**Problem description:**
From the line that contains "For the wristwatch" through the last line of the data, copy everything exactly and nothing else, omitting the pictures.

━━━━━━━━━━

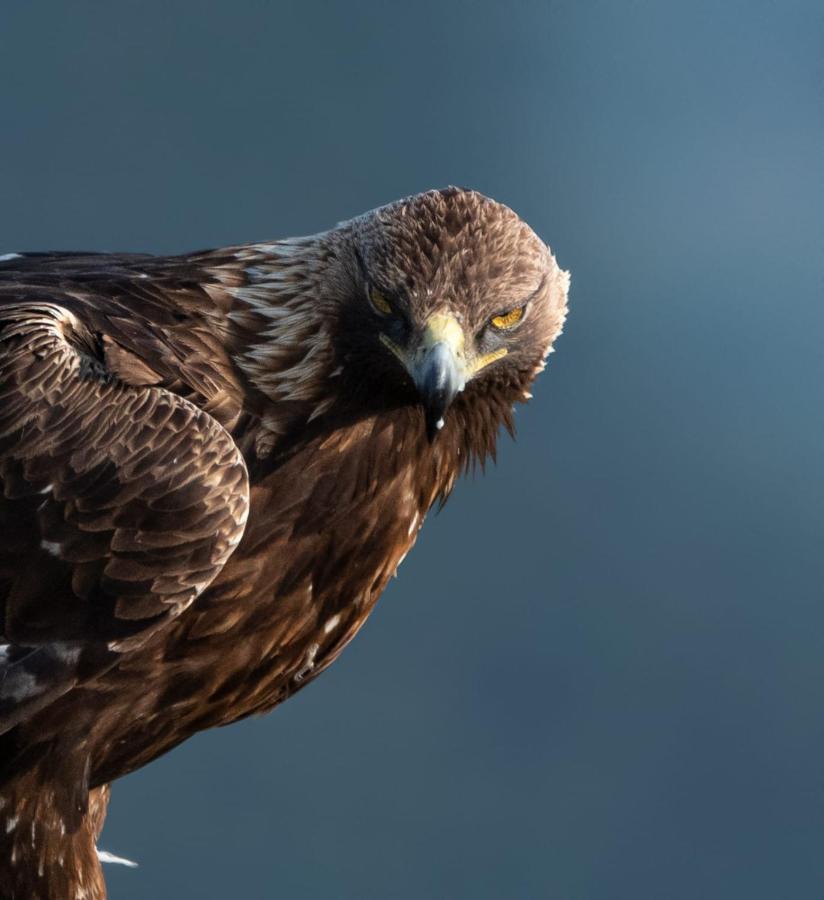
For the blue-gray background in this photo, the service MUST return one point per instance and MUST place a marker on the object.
(601, 671)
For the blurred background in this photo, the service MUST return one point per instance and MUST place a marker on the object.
(600, 674)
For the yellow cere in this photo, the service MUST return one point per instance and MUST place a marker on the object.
(508, 320)
(379, 301)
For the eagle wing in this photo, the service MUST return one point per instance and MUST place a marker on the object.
(119, 504)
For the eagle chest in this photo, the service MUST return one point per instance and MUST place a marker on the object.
(326, 531)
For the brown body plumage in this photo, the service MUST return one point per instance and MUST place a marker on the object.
(210, 467)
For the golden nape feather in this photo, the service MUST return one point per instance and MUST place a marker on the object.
(211, 464)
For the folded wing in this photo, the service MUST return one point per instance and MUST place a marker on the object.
(119, 504)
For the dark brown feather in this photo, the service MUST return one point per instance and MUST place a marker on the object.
(135, 394)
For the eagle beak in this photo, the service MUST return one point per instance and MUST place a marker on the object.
(438, 368)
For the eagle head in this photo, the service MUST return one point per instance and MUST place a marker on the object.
(456, 296)
(444, 304)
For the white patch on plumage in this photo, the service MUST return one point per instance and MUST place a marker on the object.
(308, 663)
(291, 354)
(22, 685)
(105, 856)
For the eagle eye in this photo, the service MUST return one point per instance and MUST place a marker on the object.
(507, 320)
(380, 304)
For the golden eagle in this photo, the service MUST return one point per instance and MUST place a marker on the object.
(210, 466)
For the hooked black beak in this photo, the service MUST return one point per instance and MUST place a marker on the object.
(437, 365)
(438, 380)
(438, 368)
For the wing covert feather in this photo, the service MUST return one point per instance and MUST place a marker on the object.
(119, 504)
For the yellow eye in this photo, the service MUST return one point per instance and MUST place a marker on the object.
(508, 320)
(379, 302)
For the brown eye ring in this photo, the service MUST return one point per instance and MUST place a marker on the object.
(508, 320)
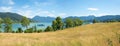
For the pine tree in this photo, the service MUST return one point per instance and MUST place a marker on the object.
(8, 24)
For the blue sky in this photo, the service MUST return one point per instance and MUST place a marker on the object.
(63, 8)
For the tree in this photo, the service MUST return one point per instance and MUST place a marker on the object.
(54, 23)
(8, 24)
(48, 29)
(38, 31)
(95, 21)
(69, 23)
(0, 24)
(25, 22)
(19, 30)
(35, 28)
(29, 30)
(77, 22)
(59, 24)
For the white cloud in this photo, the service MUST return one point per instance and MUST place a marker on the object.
(26, 6)
(27, 13)
(6, 9)
(11, 2)
(62, 15)
(93, 9)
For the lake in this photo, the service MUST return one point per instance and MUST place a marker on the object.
(42, 26)
(15, 26)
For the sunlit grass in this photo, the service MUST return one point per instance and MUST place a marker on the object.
(99, 34)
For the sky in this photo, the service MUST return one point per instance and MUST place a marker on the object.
(62, 8)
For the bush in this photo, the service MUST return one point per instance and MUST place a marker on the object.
(30, 30)
(38, 31)
(19, 30)
(48, 29)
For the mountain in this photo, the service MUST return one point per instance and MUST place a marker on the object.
(43, 19)
(14, 16)
(108, 18)
(85, 18)
(101, 18)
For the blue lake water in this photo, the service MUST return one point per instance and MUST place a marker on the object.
(15, 26)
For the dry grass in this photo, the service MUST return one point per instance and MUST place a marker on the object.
(99, 34)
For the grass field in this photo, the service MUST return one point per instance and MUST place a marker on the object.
(99, 34)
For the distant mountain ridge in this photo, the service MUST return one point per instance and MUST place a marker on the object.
(43, 19)
(84, 18)
(17, 18)
(14, 16)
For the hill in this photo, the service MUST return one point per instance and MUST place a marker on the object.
(43, 19)
(99, 34)
(84, 18)
(14, 16)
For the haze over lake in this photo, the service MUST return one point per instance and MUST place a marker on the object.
(42, 26)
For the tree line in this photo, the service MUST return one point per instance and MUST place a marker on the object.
(57, 24)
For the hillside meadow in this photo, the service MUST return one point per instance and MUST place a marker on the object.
(99, 34)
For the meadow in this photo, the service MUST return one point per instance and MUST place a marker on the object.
(98, 34)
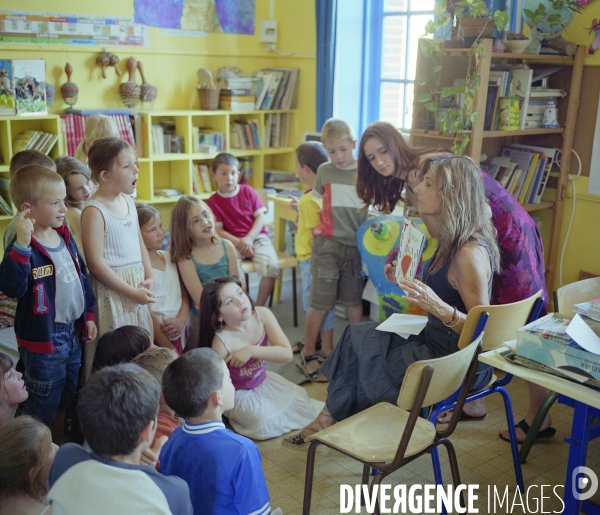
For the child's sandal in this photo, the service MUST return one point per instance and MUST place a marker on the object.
(314, 374)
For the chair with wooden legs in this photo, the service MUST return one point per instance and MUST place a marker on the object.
(565, 299)
(285, 261)
(387, 436)
(502, 325)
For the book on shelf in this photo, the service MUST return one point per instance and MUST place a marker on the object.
(168, 192)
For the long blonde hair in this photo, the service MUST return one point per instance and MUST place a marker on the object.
(97, 126)
(25, 446)
(464, 211)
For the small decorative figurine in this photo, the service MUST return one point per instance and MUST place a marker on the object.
(130, 91)
(550, 113)
(103, 60)
(148, 91)
(69, 90)
(114, 61)
(49, 93)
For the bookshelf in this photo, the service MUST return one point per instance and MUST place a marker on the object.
(11, 126)
(490, 143)
(176, 170)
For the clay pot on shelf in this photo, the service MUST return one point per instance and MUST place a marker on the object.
(130, 91)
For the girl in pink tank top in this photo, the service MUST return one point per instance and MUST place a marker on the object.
(266, 404)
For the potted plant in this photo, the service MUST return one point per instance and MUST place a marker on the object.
(449, 116)
(549, 20)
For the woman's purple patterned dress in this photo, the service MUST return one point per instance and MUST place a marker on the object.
(521, 248)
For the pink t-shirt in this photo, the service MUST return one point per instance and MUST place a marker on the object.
(236, 212)
(253, 372)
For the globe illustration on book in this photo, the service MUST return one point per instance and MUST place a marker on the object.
(543, 26)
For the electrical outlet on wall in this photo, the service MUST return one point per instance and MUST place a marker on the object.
(268, 31)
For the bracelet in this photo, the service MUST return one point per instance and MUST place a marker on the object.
(454, 321)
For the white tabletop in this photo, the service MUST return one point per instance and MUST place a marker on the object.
(571, 389)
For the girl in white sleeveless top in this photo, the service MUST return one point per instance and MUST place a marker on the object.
(117, 259)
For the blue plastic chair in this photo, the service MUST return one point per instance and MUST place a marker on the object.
(502, 324)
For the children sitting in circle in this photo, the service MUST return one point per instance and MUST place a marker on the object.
(198, 252)
(172, 307)
(266, 404)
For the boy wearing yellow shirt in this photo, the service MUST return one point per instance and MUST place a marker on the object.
(309, 156)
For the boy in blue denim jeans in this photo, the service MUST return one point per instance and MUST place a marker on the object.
(309, 156)
(44, 271)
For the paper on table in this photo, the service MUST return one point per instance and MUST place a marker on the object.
(584, 335)
(403, 325)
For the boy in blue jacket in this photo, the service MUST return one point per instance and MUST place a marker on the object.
(44, 271)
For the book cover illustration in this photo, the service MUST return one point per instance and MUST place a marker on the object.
(7, 90)
(30, 86)
(412, 243)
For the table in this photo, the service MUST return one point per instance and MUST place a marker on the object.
(585, 402)
(282, 213)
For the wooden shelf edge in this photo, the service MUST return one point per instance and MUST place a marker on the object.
(545, 204)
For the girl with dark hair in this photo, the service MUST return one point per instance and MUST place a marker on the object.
(266, 404)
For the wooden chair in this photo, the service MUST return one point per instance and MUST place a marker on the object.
(502, 325)
(387, 437)
(565, 299)
(285, 261)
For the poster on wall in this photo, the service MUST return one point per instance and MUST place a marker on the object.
(227, 16)
(70, 29)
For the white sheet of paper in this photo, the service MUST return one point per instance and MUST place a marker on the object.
(403, 325)
(584, 335)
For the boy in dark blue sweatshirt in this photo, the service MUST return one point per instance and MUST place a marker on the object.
(44, 271)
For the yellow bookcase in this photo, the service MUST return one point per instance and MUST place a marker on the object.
(175, 170)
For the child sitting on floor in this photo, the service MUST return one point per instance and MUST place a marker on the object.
(266, 404)
(223, 469)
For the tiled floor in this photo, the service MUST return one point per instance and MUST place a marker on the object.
(483, 458)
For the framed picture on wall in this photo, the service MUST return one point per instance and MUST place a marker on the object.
(30, 86)
(7, 89)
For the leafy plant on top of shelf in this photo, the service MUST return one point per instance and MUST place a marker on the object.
(450, 117)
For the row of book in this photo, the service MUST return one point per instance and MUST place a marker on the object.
(277, 130)
(245, 134)
(207, 141)
(270, 88)
(523, 170)
(528, 85)
(34, 140)
(74, 126)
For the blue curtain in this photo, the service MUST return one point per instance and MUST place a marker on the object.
(326, 29)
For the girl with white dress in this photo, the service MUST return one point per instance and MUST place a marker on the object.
(119, 265)
(172, 307)
(266, 404)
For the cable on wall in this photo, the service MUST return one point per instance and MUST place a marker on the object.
(571, 178)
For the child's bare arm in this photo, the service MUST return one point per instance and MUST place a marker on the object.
(92, 224)
(191, 281)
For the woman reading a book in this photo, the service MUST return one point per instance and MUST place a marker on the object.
(387, 165)
(368, 366)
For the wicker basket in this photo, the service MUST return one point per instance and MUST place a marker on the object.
(209, 98)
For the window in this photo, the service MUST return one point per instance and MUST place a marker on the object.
(402, 23)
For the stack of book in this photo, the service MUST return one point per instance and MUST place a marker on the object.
(589, 309)
(245, 134)
(523, 170)
(276, 88)
(34, 140)
(75, 125)
(207, 141)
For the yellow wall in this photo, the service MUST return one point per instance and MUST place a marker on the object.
(170, 62)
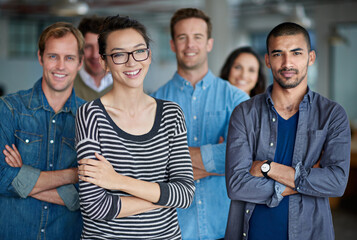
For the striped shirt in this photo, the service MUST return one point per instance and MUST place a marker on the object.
(160, 156)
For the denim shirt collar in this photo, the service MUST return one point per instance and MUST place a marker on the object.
(181, 83)
(307, 97)
(39, 100)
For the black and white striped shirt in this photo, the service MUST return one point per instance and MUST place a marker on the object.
(160, 156)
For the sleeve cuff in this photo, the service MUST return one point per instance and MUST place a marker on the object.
(207, 157)
(25, 180)
(277, 197)
(70, 196)
(164, 194)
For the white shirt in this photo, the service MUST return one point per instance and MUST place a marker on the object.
(106, 81)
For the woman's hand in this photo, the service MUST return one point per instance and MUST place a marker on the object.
(100, 173)
(12, 156)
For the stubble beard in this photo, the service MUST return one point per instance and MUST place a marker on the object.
(289, 83)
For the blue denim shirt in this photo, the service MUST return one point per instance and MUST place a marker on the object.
(323, 128)
(45, 140)
(207, 109)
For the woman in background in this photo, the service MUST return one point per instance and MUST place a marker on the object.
(244, 70)
(135, 167)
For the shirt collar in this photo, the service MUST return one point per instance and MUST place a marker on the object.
(203, 83)
(106, 81)
(269, 100)
(39, 100)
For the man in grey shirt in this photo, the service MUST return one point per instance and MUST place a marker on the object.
(288, 150)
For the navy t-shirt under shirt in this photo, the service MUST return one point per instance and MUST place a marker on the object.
(272, 223)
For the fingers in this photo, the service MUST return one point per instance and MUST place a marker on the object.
(100, 157)
(9, 159)
(16, 151)
(87, 161)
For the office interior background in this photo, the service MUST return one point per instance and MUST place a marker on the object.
(332, 25)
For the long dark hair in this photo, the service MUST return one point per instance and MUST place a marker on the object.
(261, 83)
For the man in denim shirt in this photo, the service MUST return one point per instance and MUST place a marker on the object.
(207, 102)
(288, 150)
(38, 168)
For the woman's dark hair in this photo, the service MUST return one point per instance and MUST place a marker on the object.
(114, 23)
(261, 83)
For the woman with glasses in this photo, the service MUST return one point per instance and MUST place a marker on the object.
(244, 70)
(135, 167)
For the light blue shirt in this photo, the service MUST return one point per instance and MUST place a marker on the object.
(45, 140)
(207, 109)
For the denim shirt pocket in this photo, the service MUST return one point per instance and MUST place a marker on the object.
(29, 146)
(216, 125)
(68, 155)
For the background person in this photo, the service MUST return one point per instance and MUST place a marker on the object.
(38, 170)
(207, 102)
(244, 70)
(92, 80)
(143, 173)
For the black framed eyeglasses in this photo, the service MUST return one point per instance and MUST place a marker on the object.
(123, 57)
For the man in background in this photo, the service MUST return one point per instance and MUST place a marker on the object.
(38, 167)
(207, 102)
(92, 81)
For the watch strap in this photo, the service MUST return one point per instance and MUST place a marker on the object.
(265, 174)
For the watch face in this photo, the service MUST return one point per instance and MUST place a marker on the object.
(265, 167)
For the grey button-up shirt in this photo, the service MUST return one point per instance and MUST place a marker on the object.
(323, 130)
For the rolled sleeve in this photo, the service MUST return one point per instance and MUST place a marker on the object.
(213, 157)
(70, 196)
(25, 180)
(277, 196)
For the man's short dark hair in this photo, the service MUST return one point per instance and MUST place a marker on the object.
(91, 24)
(185, 13)
(287, 29)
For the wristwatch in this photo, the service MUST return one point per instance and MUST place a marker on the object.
(265, 168)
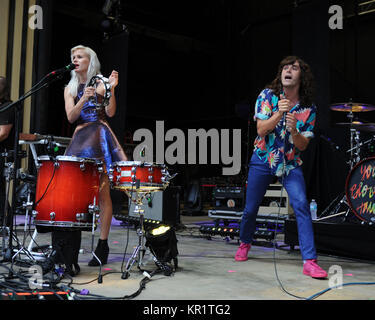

━━━━━━━━━━

**Reply:**
For the wristwatch in this photo, the service MUST return one point per instance and MUST place a marker on the object.
(265, 168)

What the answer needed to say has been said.